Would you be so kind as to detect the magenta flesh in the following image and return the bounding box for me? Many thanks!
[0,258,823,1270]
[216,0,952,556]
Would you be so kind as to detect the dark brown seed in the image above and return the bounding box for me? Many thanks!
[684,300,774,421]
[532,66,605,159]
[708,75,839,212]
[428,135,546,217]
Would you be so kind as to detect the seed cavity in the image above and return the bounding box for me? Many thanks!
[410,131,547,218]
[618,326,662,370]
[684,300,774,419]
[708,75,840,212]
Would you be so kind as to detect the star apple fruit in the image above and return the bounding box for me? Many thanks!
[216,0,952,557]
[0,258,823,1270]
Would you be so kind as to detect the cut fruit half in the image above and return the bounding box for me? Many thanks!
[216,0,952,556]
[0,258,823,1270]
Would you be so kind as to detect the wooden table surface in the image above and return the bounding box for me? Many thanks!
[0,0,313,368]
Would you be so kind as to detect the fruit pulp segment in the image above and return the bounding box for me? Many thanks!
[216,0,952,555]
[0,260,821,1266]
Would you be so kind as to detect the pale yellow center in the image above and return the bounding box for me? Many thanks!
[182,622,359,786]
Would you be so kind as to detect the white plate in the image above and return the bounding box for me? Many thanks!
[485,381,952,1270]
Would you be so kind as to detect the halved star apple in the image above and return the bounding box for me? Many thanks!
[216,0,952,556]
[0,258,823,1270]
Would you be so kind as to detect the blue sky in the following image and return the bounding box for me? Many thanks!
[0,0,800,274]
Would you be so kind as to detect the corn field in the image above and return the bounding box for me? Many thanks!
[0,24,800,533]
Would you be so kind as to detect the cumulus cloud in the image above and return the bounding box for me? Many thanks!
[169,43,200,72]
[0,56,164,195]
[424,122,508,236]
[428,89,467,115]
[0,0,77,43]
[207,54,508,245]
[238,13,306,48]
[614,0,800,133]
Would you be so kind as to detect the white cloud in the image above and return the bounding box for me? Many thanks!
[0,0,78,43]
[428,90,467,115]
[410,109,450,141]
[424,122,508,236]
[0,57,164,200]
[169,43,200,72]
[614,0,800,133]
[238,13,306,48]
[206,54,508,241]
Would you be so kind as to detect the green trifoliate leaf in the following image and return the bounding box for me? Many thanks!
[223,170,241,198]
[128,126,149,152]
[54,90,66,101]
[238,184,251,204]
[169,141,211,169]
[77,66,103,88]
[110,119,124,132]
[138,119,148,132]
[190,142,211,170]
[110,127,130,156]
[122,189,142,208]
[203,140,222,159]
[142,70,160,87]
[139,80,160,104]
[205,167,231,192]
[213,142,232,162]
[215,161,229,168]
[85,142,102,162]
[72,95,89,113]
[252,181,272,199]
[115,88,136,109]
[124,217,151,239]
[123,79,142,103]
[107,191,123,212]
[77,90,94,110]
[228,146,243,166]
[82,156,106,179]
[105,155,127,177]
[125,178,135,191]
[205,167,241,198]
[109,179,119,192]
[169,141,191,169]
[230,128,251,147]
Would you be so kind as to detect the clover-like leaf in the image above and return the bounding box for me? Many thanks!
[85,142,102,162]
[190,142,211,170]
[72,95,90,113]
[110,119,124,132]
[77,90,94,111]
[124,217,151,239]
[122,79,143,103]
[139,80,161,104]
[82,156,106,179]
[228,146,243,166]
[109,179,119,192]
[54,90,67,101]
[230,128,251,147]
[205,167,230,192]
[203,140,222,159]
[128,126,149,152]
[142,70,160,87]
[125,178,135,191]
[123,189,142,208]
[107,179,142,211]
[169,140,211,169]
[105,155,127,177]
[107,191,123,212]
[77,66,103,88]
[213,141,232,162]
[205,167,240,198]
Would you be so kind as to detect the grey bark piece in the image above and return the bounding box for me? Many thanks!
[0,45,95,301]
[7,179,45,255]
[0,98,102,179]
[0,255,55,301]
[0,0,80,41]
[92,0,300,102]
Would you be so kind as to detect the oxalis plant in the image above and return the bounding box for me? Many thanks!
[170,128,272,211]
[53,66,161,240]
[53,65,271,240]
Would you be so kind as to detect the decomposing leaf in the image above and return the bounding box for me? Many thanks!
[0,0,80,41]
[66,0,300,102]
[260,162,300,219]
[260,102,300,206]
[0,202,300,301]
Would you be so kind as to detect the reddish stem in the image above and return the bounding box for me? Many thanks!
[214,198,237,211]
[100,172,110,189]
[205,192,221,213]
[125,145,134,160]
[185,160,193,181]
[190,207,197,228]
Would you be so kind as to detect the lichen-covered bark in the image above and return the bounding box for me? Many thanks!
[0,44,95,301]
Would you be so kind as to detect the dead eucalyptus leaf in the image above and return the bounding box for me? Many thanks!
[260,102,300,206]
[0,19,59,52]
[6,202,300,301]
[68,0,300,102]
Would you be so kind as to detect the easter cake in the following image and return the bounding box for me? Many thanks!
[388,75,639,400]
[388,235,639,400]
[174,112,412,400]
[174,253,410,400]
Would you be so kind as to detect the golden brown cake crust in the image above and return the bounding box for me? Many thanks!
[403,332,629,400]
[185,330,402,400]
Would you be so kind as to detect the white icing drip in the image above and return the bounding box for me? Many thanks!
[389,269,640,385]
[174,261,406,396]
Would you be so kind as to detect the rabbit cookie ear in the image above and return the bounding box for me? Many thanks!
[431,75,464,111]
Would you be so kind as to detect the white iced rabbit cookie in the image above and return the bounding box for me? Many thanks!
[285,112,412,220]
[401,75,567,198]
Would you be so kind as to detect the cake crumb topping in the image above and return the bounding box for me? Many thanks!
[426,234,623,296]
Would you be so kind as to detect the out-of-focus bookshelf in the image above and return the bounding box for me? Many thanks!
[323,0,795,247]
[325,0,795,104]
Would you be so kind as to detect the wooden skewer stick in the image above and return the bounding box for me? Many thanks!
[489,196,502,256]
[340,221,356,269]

To do
Could you transcribe all of the rows above word for word, changing nothing?

Full output
Would you be so kind as to detect the magenta flesh in the following image and return the bounding box for me? Many thanks!
[0,258,823,1270]
[216,0,952,556]
Would you be so kind as to detect the dark brown seed in the image above and return the bounding box for me? Many thanks!
[684,300,774,421]
[532,66,605,159]
[708,75,839,212]
[428,135,546,217]
Would you be so kind as to detect the seed cavity in the image above and return the bounding box for me? Many thanks!
[410,131,547,218]
[618,326,662,370]
[684,300,774,419]
[708,75,840,212]
Would you be so kind as to detect the star apple fruit in the image above and return the bounding box for me? Many thanks!
[216,0,952,557]
[0,258,823,1270]
Would you be so kind as to detect the cut fruit half in the image above and return the bounding box for me? Many thanks!
[216,0,952,556]
[0,258,823,1270]
Would you be so kind as to detect the wooden table surface in the image above and return the bounding box for me? Many thanks!
[0,0,313,368]
Would you be so kind as to detect the fruit pulp segment in the image above and return the bounding box for me? Many thanks!
[216,0,952,555]
[0,260,821,1266]
Would you be so kind as to detect the pale yellow center in the image above and return the bounding box for me? Many thanks!
[182,622,359,786]
Would you be so kind as to detect the white plate in the image above and return the bounding box for me? Many thanks!
[485,381,952,1270]
Would you be so kind as to detect the halved star apple in the image above and return the bounding box for me? Many thanks!
[216,0,952,556]
[0,258,823,1270]
Would you be so kind as to detect the blue sky in the following image and return the bounding box for me? Many thanks!
[0,0,800,274]
Would you be so kind as to detect the corn field in the image above and return the bounding box for me? Many thanks!
[0,24,800,533]
Would you be so kind as to detect the cumulus cloud in the image above and return the bounding box for me? Many thanks!
[169,43,200,72]
[0,56,164,195]
[424,122,508,236]
[428,89,467,115]
[0,0,77,43]
[207,54,508,245]
[238,13,306,48]
[614,0,800,133]
Would you be so kind as to detect the white cloud in the image above and return the bounding box for me? Many thanks!
[0,0,78,43]
[428,90,467,115]
[410,109,450,141]
[424,122,508,236]
[0,57,164,200]
[169,43,200,72]
[614,0,800,133]
[238,13,306,48]
[206,54,508,241]
Would you be so kind as to detect the green trifoliate leaf in the following image and return the bounding box for me? Many thanks!
[223,170,241,198]
[128,126,149,152]
[54,90,66,101]
[238,184,251,204]
[169,141,211,169]
[77,66,103,88]
[110,119,124,132]
[138,119,148,132]
[190,142,211,170]
[110,127,130,156]
[122,189,142,208]
[203,140,222,159]
[142,70,160,87]
[139,80,160,104]
[205,167,231,192]
[213,142,232,162]
[215,161,229,168]
[85,142,102,162]
[72,95,89,113]
[252,181,272,199]
[115,88,136,109]
[124,217,151,239]
[123,79,142,103]
[107,191,123,212]
[77,90,94,110]
[228,146,243,166]
[82,156,106,179]
[105,155,127,177]
[125,178,135,191]
[205,167,241,198]
[109,179,119,192]
[169,141,191,169]
[230,128,251,147]
Would you be so kind as to detect the clover-like leaf in the image above and return the bounding box for me? Many thanks!
[85,142,102,162]
[190,142,211,170]
[72,95,90,113]
[110,119,124,132]
[77,90,94,111]
[124,217,151,239]
[122,79,143,103]
[139,80,161,104]
[82,156,106,179]
[228,146,243,166]
[109,179,119,192]
[54,90,67,101]
[230,128,251,147]
[205,167,230,192]
[203,140,222,159]
[128,126,149,152]
[142,70,160,87]
[125,178,135,191]
[123,189,142,208]
[107,179,142,211]
[169,140,211,169]
[105,155,127,177]
[107,191,123,212]
[77,66,103,88]
[213,141,232,162]
[205,167,240,198]
Would you be so kind as to detect the grey bark piece in the image above and return the bounding box for me? Many thanks!
[0,45,95,301]
[7,179,45,255]
[0,98,102,179]
[0,255,55,301]
[0,0,80,41]
[92,0,300,102]
Would you be so kind as to detect the oxalis plant in the image above and return the bounding box for me? Many thanks!
[170,128,272,211]
[53,66,161,240]
[53,65,271,240]
Would you be so kind as to detect the decomposing leaf in the image above and return the bounding box for me? Many thanks!
[0,0,80,41]
[66,0,300,102]
[260,162,300,219]
[260,102,300,206]
[0,202,300,301]
Would you be so kind as to detect the reddish stem in the image above and return the bounding box for me? Many thanks!
[214,198,237,211]
[100,172,110,189]
[205,192,221,213]
[125,145,134,160]
[185,160,193,181]
[190,207,197,228]
Would you be so kind as to detect the lichen-covered bark in the image above and return the bounding box for me? Many thanks!
[0,44,95,301]
Would you be so kind as to detect the dead eucalyptus leaf in the image above and return the bounding box for me? Many thanks!
[260,102,300,206]
[0,19,59,52]
[6,202,300,301]
[68,0,300,102]
Would you be so kind as to detect the easter cake in the following image and return the bounding box for me? Many thanks!
[388,75,639,400]
[388,235,639,400]
[174,112,412,400]
[174,253,410,400]
Would you be so kind as to detect the golden brown cake crust in the image above and return the bounding box for me? Many thanks!
[403,332,629,400]
[185,330,402,400]
Would you be so kind as to detect the white icing drip in the image above and return the bounding box for me? Many thanks!
[389,269,640,385]
[174,261,406,396]
Would you be so kind as to detect the rabbit cookie ear in the image above and return the bounding box for me? Many thanks!
[431,75,464,111]
Would you be so kind as to detect the white iced rabbit cookie in the image above and return the bounding box for me? Many thanks!
[285,112,412,220]
[401,75,567,198]
Would you be so kind as to detect the cake crumb topping in the image above and return the bounding box for me? Many thanks!
[426,234,623,296]
Would you be so kind as to detect the out-of-focus bookshelf in the image above and return the bounding box for me? Many thanks!
[323,0,795,247]
[325,0,795,104]
Would you be so kind as to detect the wooden skewer stick in the image above and return the bounding box for me? Many thanks!
[489,196,502,256]
[340,221,356,269]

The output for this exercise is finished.